• What you will do: Please output every entry below exactly as written, leaving out any pictures.
┌─ Stored data
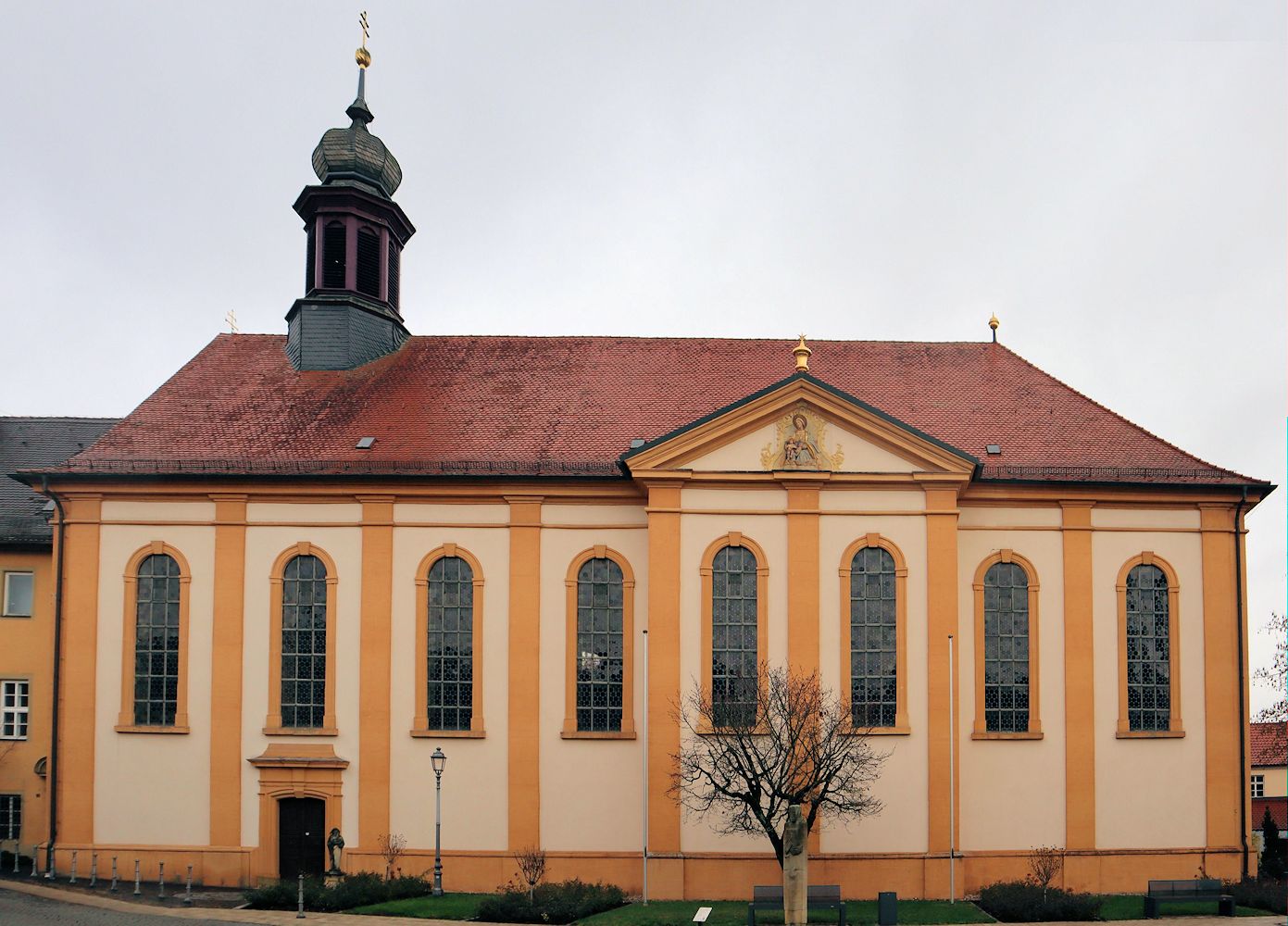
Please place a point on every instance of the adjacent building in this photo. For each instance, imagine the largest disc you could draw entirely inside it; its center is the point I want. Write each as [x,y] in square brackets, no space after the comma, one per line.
[309,560]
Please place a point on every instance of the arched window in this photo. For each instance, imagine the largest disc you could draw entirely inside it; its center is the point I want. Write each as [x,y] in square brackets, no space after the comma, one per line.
[450,644]
[156,642]
[1149,688]
[335,243]
[304,643]
[873,639]
[1007,646]
[599,645]
[155,636]
[734,636]
[448,648]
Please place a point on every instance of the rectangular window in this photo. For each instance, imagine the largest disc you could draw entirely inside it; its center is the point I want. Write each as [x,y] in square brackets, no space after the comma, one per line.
[10,817]
[17,594]
[13,710]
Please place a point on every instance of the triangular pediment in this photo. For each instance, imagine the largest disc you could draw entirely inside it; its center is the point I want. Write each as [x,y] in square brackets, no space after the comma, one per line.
[800,424]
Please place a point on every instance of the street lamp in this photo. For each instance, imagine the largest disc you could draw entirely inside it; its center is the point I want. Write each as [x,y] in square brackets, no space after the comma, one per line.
[440,761]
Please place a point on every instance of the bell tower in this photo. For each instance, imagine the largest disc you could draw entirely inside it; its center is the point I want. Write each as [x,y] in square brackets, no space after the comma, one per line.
[355,236]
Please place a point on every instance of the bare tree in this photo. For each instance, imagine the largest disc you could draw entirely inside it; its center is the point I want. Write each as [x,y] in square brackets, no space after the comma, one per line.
[790,741]
[392,846]
[1044,866]
[532,867]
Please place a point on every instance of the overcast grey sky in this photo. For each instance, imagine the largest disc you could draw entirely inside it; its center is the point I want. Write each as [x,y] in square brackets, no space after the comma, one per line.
[1107,177]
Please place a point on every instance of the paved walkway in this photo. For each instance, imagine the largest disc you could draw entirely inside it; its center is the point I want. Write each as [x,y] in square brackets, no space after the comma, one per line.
[198,916]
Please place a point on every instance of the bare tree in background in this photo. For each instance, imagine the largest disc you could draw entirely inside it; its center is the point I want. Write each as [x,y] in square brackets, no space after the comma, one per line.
[791,742]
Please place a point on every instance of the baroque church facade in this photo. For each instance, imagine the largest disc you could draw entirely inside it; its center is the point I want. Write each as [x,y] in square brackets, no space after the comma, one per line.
[306,563]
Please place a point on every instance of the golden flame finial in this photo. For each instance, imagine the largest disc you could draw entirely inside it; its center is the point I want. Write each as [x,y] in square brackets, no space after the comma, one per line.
[362,56]
[801,355]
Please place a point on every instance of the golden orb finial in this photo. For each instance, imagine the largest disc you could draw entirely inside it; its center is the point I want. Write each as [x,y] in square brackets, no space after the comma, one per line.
[801,355]
[362,56]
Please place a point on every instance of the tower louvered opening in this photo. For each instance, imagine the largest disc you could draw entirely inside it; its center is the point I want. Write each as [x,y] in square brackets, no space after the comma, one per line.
[333,244]
[310,260]
[369,263]
[393,273]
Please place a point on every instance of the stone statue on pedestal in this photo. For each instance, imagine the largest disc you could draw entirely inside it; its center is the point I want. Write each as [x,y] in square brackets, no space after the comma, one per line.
[333,844]
[794,869]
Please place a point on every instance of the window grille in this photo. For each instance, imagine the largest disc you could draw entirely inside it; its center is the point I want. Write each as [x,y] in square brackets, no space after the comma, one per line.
[13,708]
[1007,648]
[156,642]
[393,273]
[733,636]
[304,643]
[335,243]
[451,644]
[10,817]
[19,594]
[873,699]
[599,645]
[369,263]
[1149,666]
└─
• Solution to the exercise:
Please place a point on every instance of the adjacent building in this photo. For each instance, imagine the largest disc you could draw entirely inside it; its center is the point I want. Write each as [x,y] in square brackets, no space after the comma, one per line.
[309,560]
Please place a point on every instance of the arched window in this photo. For each instance, imagine the largest disc you could draw entirely inside it; its center is the point I want. Write each as [x,y] in square brackets, no space after the comma, one per line.
[450,644]
[156,642]
[1149,688]
[335,243]
[304,643]
[873,639]
[1007,646]
[599,645]
[155,636]
[734,636]
[448,648]
Please place a point on every instance of the rectangular window in this photo. For each instance, imagine the largest disc you could draw entirely inside it; its center is the point I want. Write each as [x,y] in square brackets, no space after the comma, one per line.
[10,817]
[17,594]
[13,710]
Please place a point on every instance of the triangular pediment in this photo. For each instance, imagine the largest disc you could draw entirely inside it; its center is the point I want. Write each as [x,y] in square brackets, no space after the comma, one per line.
[800,424]
Please place a point on every instance of the street lamp in this photo. For each instance, imagine the largest disc you could draw entirely inside it; its center is the point I want. Write each as [x,y] in square brackets, no space after the comma, one per line.
[440,761]
Please place a point on every instance of the bell tower in this photo. For each instance, imagine the largest disc you could draw entirely inside it; its center is the point I want. Write each as [x,y] in square brackets, no space after the comma, one per line.
[355,236]
Please place a point on every instance of the bare tree in this photo. For each instance, imagine the largest disc you could draw entirely inside it; its center is the point I want. Write each as [x,y] in square brackets, no space after the comma, one per line.
[790,741]
[392,846]
[1044,866]
[532,867]
Please place a point on every instance of the overcast grey sky in this photo. For each instance, imagine the largest disc you could draw entirely inside it; its center is the point I want. Write each as [x,y] in square brackets, no space after the comma, one per line.
[1107,177]
Please place a point on every instance of the paved walkway in this photo. For each instance, imagine the largest disc you could draw entirely inside it; its center is the point I want. Write each as [x,y] in square brackets, no space after the comma, one per line.
[198,916]
Please place a point on every instance of the bare tree in background in this photo. For each instance, imagine the largest disc you could draw entirely inside it; its center is the point I want. Write each as [x,y] in square brackets, no space after the comma, one per line.
[791,742]
Please place a point on every instance of the baroque church facade in this photo. For each instance, imagine the largest disc you could draw entirely inside it; its center is the point I want. Write each as [x,y] in square brackets, no space after the comma, one per line.
[306,563]
Please place a point on every instance of the golden flame finial in this photo. For each instance, imagine the largest disc you could draw entirely inside it; its center is the point I want. Write each as [x,y] in square brackets, no space after the comma, one per line.
[362,56]
[801,355]
Please place a point on every instance of the golden orb finial in this photo. For each instance, imagine the largest disc you could draw entirely inside it; its center is the point I want. Write each as [x,y] in square brackets, no space after the comma, one per line.
[801,355]
[362,56]
Please place a point on every instance of the tower louvered opening in this photo. For each instance, imagine the largest disc you could draw entirely inside it; its center is the point I want. Write each as [x,y] in square brackets, no space after the comma, one per line.
[333,244]
[310,260]
[369,263]
[393,273]
Please place a point on every instance of the stone statue on pedestal in this photo. For each instance, imagine the largest disc you could draw entirely inside it; its center is the point I want. Write each as [x,y] in square brackets, no space after the comma, one per line.
[333,844]
[794,869]
Please place a point on every instance of the window grille in this photo. For each instance, imagine the largest disc you could draw entirely inside it; its center is the point I want. Write each as [x,y] in square brackets, no space after the comma, one per line.
[13,708]
[1007,648]
[156,642]
[393,273]
[733,636]
[304,643]
[335,243]
[451,644]
[10,817]
[19,594]
[873,699]
[599,645]
[369,263]
[1149,666]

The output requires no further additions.